◆ 作業指示
下記の「1on1ミーティング」に関する抜粋を、一字一句変えずに全文書き出してください。

◆ 抜粋
10月
28日,
2022年
「1on1ミーティング」を再考する(Day10)「天は自ら助くる者を助く!」
最近「1on1ミーティング」と言う制度を導入した、導入したいと要望される会社が多くなっています。特に大企業にその傾向が顕著のように感じます。
しかし、「上手く行っている!」という声よりは、「導入が難しい!」「定着するのが大変」という声の方が多いように思います。
そこで私の経験も交えながら、「1on1ミーティング」の原点や本質に立ち返って、この残念な現実にどう対応したらよいか?
この点を私の独断と偏見で綴って行きたいと思います。ブログタイトルは題して
「『1on1ミーティング』を再考する」
前回は私自身がセルフコーチングという手法で「気になる点」や「課題」を列挙しました。そしてそれらを、3つの大テーマにカテゴリー分けをしてみました。
【大きな章立て】
第一章「1on1ミーティング」の本質・目的(完了)
第二章「1on1ミーティング」の準備・導入(完了)
第三章「1on1ミーティング」の継続・定着(今回から)
今日は、その10回目。
第三章「1on1ミーティング」の継続・定着
についてです。
【章立て】
1.そもそも主役は誰なのか?(完了)
2.主役の心掛け(今回)
3.定着のための工夫・こつ
【2.主役の心掛け】
(1)部下自身が「自分が主役」と認識する
「1on1ミーティング」を導入する、と聞くと「また仕事が増える」と感じる部下もいるかも知れません。確かに会社の施策として上司から言われればそう感じることもあるでしょう。
しかし、これまで何度か繰り返しお伝えしているように、「1on1ミーティング」は誰のために実施するかと言えば、
部下であるあなた、のためです。
従って、部下は先ずは「自分自身が主役である」と心することがとても重要です。
主演者がこけてしまっては、作品がいくら良くても、助演者の演技がどんなに素晴らしくても、インパクトが減じてしまうのは否めません。

◆ 元データ
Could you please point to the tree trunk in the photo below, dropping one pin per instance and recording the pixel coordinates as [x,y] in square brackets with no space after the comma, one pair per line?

◆ 最終結果
10月
28日,
2022年
「1on1ミーティング」を再考する(Day10)「天は自ら助くる者を助く!」
最近「1on1ミーティング」と言う制度を導入した、導入したいと要望される会社が多くなっています。特に大企業にその傾向が顕著のように感じます。
しかし、「上手く行っている!」という声よりは、「導入が難しい!」「定着するのが大変」という声の方が多いように思います。
そこで私の経験も交えながら、「1on1ミーティング」の原点や本質に立ち返って、この残念な現実にどう対応したらよいか?
この点を私の独断と偏見で綴って行きたいと思います。ブログタイトルは題して
「『1on1ミーティング』を再考する」
前回は私自身がセルフコーチングという手法で「気になる点」や「課題」を列挙しました。そしてそれらを、3つの大テーマにカテゴリー分けをしてみました。
【大きな章立て】
第一章「1on1ミーティング」の本質・目的(完了)
第二章「1on1ミーティング」の準備・導入(完了)
第三章「1on1ミーティング」の継続・定着(今回から)
今日は、その10回目。
第三章「1on1ミーティング」の継続・定着
についてです。
【章立て】
1.そもそも主役は誰なのか?(完了)
2.主役の心掛け(今回)
3.定着のための工夫・こつ
【2.主役の心掛け】
(1)部下自身が「自分が主役」と認識する
「1on1ミーティング」を導入する、と聞くと「また仕事が増える」と感じる部下もいるかも知れません。確かに会社の施策として上司から言われればそう感じることもあるでしょう。
しかし、これまで何度か繰り返しお伝えしているように、「1on1ミーティング」は誰のために実施するかと言えば、
部下であるあなた、のためです。
従って、部下は先ずは「自分自身が主役である」と心することがとても重要です。
主演者がこけてしまっては、作品がいくら良くても、助演者の演技がどんなに素晴らしくても、インパクトが減じてしまうのは否めません。